● Document extract:
For Clemson, star linebacker Jeremiah Trotter Jr. — son of the former NFL standout of the same name — and standout cornerback Nate Wiggins have opted out.

From a Tigers defensive unit that ranks No. 7 in the FBS in total defense (allowing 278.7 yards a game), that removes both the team’s leading tackler, Trotter (88 stops, 15 tackles for loss, 5 1/2 sacks and 16 quarterback pressures), and a high-impact defensive back, Wiggins (nine pass breakups and two interceptions).

As to whether the Kentucky or Clemson rosters would be most able to absorb opt-outs, consider: Dabo Swinney’s past five recruiting classes, from 2019 through 2023, have been ranked ninth, second, sixth, 10th and 10th in the nation, respectively, by Rivals.com.

Conversely, UK’s past five incoming classes have ranked 30th, 21st, 35th, 13th and 27th.

Obviously, Swinney and the Tigers should be better situated to survive bowl opt-outs than are Mark Stoops and the Wildcats — but, as UNC Wilmington so recently showed us in a different sport, recruiting rankings do not always dictate competitive destiny.

● Questions to answer:
- 1) From the opt-out excerpt, please reproduce word for word the stretch from "For Clemson, star" through "13th and 27th.".
- 2) Turn the paragraph of the opt-out excerpt that begins "From a Tigers defensive unit" into a shorter bulleted list that keeps its main facts.
- 3) List every statistic the opt-out excerpt gives for Trotter.

● Supplied records:
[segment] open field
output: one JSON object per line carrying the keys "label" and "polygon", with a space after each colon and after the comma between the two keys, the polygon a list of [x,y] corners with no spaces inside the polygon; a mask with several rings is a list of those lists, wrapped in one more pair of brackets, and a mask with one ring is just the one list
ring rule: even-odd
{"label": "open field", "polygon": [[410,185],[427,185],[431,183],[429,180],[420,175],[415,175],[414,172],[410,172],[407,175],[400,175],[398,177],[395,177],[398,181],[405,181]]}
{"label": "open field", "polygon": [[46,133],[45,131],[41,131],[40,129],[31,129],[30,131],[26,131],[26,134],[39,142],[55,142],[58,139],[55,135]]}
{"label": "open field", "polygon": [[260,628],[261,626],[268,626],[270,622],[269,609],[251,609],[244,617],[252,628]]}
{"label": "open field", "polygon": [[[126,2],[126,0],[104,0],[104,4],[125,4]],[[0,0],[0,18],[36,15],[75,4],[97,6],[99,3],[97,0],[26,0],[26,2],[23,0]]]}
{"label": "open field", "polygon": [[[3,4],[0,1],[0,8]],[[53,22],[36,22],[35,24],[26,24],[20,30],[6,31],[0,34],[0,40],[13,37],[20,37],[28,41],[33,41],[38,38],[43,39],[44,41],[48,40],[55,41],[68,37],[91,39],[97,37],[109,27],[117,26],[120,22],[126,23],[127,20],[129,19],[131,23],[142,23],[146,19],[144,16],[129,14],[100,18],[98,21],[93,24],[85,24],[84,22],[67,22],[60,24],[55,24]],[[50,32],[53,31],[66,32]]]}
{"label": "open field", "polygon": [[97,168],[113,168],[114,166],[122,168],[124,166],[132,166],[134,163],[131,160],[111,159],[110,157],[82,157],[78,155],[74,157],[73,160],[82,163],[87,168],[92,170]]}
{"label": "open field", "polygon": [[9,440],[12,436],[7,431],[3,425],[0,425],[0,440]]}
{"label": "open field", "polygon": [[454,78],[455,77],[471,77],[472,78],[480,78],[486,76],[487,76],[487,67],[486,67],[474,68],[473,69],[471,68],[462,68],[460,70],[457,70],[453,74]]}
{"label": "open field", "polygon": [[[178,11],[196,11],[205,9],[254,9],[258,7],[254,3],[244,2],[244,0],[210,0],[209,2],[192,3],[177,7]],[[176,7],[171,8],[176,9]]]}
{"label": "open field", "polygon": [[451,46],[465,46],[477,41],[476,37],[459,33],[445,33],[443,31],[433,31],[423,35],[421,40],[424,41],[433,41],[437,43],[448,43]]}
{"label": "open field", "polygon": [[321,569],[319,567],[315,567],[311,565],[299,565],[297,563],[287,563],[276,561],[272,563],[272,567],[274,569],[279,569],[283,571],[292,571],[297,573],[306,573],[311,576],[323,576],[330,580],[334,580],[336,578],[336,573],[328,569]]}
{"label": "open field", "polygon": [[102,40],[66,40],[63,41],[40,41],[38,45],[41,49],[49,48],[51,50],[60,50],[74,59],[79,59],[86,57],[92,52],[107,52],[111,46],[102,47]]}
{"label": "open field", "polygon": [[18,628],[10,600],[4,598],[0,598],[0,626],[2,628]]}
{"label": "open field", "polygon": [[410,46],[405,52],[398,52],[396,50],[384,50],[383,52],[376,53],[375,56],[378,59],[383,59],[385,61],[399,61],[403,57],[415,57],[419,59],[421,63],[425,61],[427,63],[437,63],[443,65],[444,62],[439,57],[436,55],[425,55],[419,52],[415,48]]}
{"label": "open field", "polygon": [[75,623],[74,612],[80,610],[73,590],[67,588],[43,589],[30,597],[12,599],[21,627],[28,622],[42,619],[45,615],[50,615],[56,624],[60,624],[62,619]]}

● Responses per task:
- 1)
For Clemson, star linebacker Jeremiah Trotter Jr. — son of the former NFL standout of the same name — and standout cornerback Nate Wiggins have opted out.

From a Tigers defensive unit that ranks No. 7 in the FBS in total defense (allowing 278.7 yards a game), that removes both the team’s leading tackler, Trotter (88 stops, 15 tackles for loss, 5 1/2 sacks and 16 quarterback pressures), and a high-impact defensive back, Wiggins (nine pass breakups and two interceptions).

As to whether the Kentucky or Clemson rosters would be most able to absorb opt-outs, consider: Dabo Swinney’s past five recruiting classes, from 2019 through 2023, have been ranked ninth, second, sixth, 10th and 10th in the nation, respectively, by Rivals.com.

Conversely, UK’s past five incoming classes have ranked 30th, 21st, 35th, 13th and 27th.

- 2)
- Clemson's defense ranks No. 7 in the FBS in total defense, allowing 278.7 yards a game.
- The opt-outs remove Trotter, the team's leading tackler: 88 stops, 15 tackles for loss, 5 1/2 sacks and 16 quarterback pressures.
- They also remove Wiggins, a high-impact defensive back: nine pass breakups and two interceptions.

- 3)
- 88 stops
- 15 tackles for loss
- 5 1/2 sacks
- 16 quarterback pressures